▼
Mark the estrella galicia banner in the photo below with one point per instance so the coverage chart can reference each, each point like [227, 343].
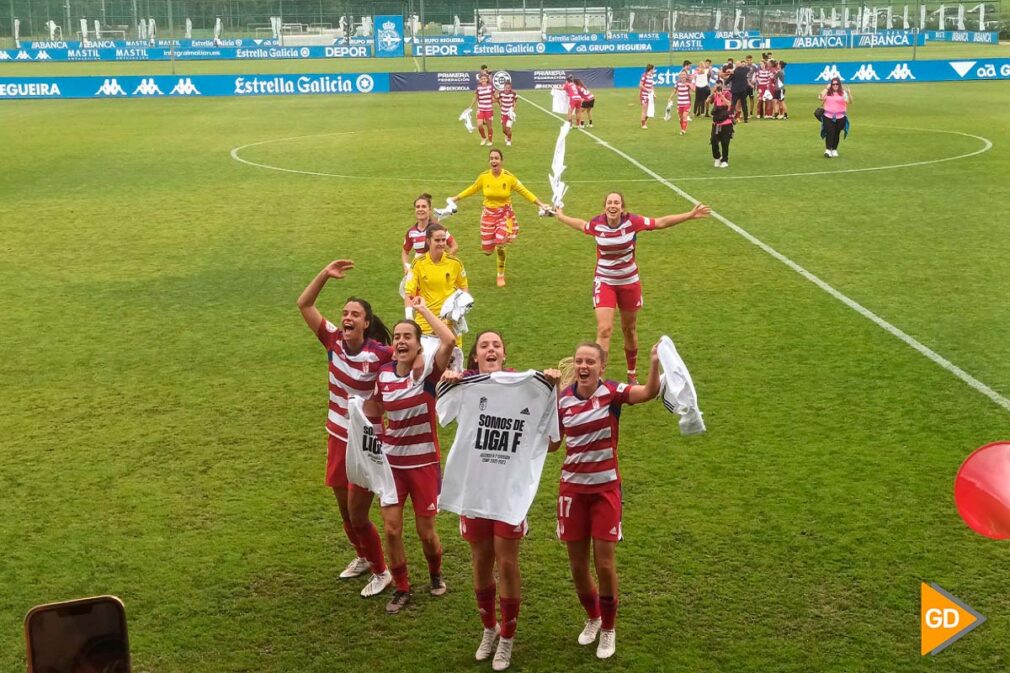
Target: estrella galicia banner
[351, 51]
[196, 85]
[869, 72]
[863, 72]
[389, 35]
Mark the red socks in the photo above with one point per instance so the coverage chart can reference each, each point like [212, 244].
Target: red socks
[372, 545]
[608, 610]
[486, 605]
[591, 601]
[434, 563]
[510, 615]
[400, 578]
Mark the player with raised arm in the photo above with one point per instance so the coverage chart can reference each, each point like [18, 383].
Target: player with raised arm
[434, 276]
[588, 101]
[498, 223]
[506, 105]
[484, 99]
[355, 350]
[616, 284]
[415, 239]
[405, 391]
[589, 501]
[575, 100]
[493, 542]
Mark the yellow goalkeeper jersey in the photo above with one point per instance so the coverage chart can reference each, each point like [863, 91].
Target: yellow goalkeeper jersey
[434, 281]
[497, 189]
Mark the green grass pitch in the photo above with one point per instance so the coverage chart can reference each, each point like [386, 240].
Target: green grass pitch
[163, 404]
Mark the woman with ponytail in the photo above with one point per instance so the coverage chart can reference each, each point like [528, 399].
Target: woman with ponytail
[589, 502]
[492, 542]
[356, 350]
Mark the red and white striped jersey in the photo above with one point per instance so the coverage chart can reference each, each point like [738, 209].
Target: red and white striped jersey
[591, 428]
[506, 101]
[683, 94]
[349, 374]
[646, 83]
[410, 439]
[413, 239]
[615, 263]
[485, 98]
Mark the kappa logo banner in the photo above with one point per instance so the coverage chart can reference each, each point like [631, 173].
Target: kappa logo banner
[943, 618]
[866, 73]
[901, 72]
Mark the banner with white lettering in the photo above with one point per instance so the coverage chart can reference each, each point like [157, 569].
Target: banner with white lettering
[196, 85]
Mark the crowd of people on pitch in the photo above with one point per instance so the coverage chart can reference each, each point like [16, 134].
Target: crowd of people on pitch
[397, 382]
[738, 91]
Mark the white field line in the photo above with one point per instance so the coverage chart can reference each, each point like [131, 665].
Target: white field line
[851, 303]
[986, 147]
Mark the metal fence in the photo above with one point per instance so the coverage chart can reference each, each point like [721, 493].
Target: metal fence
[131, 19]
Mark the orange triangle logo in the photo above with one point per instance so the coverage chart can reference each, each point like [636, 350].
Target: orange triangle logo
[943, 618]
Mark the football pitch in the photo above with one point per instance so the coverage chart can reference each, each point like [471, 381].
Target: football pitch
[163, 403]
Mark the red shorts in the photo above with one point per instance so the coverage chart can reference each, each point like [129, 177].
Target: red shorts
▲
The request: Please rewrite all the lines above with "coverage chart" replaced by "summary table" everywhere it appears, changing nothing else and leaving out the pictures.

The solution:
Mark the estrella galicia banner in the photo below with one point per instance so the summary table can reference each, each point like [227, 343].
Target: estrella galicia banner
[351, 51]
[196, 85]
[869, 72]
[863, 72]
[389, 35]
Mark the red socks in the photo above with one point per instance so the summary table can reference each, each point like [212, 244].
Target: red socks
[372, 545]
[608, 610]
[486, 605]
[591, 601]
[434, 563]
[510, 615]
[400, 578]
Mark the player with raised arm in the photo above with one point per instance so the summary table can reference each, each point like [18, 383].
Target: player with raised arm
[434, 276]
[588, 101]
[498, 223]
[506, 105]
[484, 99]
[355, 350]
[616, 284]
[415, 239]
[405, 391]
[589, 501]
[575, 100]
[493, 542]
Mark the yellow goalkeeper jersey in the photo above with one point per instance so the summary table can reference each, each point like [863, 91].
Target: yellow goalkeeper jersey
[434, 281]
[497, 189]
Mark the green grass pitch in the photo above with one point per instance so the summary table can reference each, each point like [386, 240].
Target: green grass pitch
[163, 404]
Mark the woman with ponytail in the photo above with one point per instance so the summary table can reference each, each point like [528, 399].
Target: woman with ponytail
[589, 502]
[492, 542]
[356, 350]
Mark the red and white striped jersey in the photo above with one point per instance so the summary table can reference each, each point like [738, 209].
Target: red and white striped jersey
[591, 428]
[506, 101]
[683, 94]
[349, 374]
[646, 83]
[410, 439]
[413, 239]
[615, 263]
[485, 98]
Mark the kappa logo banner in the photo above with one point per instance so the summary table can reference each, each point like [631, 173].
Target: kappa logo banner
[943, 618]
[866, 73]
[901, 72]
Mark the banner with white lettering in the photo above with one point per instance so the summary table can reference each, each point like [157, 569].
Target: banner with white lettering
[196, 85]
Mark the crowd of people on pitch in the photo above with one point per instance so the summary table can reference each, each point like [16, 134].
Target: crowd of people on pitch
[397, 382]
[738, 91]
Mark the white field line in the photo above with one point per instance so the summary table can reference each, each point like [131, 665].
Target: white field line
[851, 303]
[986, 147]
Mark the metal fence in the photo above with one point per instance so the summary table can reference each, each point like [721, 493].
Target: metal fence
[131, 19]
Mark the orange triangle logo in the photo above with one point per instance so the summary table can reference each, each point like [636, 350].
Target: orange triangle logo
[943, 618]
Mark the football pitch in the photo above with one point per instance so the summary table can reference each, each point like [471, 381].
Target: football pitch
[163, 403]
Mark the red shorts in the photo above with one point per instance so the summary table can reference each, each point like [129, 177].
Target: red shorts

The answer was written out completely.